[[ Excerpted data, beginning ]]
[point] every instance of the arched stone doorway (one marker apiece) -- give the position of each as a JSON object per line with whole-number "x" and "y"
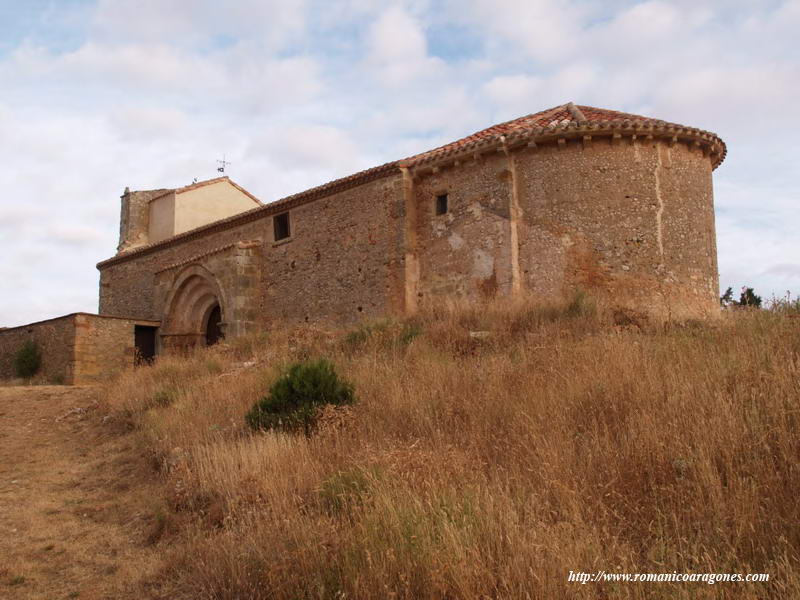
{"x": 194, "y": 311}
{"x": 213, "y": 326}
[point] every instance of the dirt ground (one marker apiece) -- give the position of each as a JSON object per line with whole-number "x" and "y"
{"x": 78, "y": 501}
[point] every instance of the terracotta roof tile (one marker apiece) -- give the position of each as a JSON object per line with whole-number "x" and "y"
{"x": 566, "y": 113}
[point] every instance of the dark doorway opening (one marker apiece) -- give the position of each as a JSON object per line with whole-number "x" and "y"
{"x": 213, "y": 326}
{"x": 145, "y": 341}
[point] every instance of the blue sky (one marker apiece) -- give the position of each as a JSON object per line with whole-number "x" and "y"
{"x": 103, "y": 94}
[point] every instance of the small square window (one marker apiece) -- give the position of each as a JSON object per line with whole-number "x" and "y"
{"x": 441, "y": 204}
{"x": 281, "y": 225}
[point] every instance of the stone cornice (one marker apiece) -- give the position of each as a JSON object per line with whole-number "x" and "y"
{"x": 709, "y": 142}
{"x": 196, "y": 257}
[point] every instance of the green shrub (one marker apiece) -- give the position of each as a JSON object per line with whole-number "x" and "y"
{"x": 294, "y": 400}
{"x": 28, "y": 360}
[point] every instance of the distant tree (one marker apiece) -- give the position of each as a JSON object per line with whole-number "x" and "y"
{"x": 749, "y": 298}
[[ Excerpted data, end ]]
#### Task statement
Copy the entries precisely, images excluded.

#### Result of this task
[point] every instance of the arched stone doorway (one marker apiece) -- give the position of each as a JSON object per line with whole-number "x" and "y"
{"x": 194, "y": 311}
{"x": 213, "y": 326}
[point] every instance of the dirt ground (one marker apiece) -- give the position of each as a JSON object per line with whole-number "x" and "y"
{"x": 78, "y": 501}
[point] every instance of the terracotta roof tile (one marker apiece) -- give the position of each as a JSON object per line with whole-number "x" and "y"
{"x": 566, "y": 113}
[point] every instance of the dark doorway opening (one marker apiece) -- give the position of each as a JSON object per line with whole-number "x" and "y"
{"x": 213, "y": 326}
{"x": 145, "y": 341}
[point] every instance of the blue sky (one marker apiece) -- give the position of each as a JSON object per line with whole-number "x" and "y"
{"x": 103, "y": 94}
[point] every instance of the small square window (one marker apiece) -- give the position of each as a JSON object per line with whole-number "x" and "y"
{"x": 441, "y": 204}
{"x": 281, "y": 225}
[point] every instance of the stone cornice (one marker apiece) -- give the position of each as a JSON object per line with whole-number "x" and "y"
{"x": 709, "y": 142}
{"x": 196, "y": 257}
[point] every instance of the green shrub (one marker apiece) -- give the position of each as a JSON object per line with whole-number "x" and "y"
{"x": 294, "y": 400}
{"x": 28, "y": 360}
[point] every instance of the distant tree (one marker apiece) -- give the position of each as a JSON object per line with whole-number "x" and "y"
{"x": 749, "y": 298}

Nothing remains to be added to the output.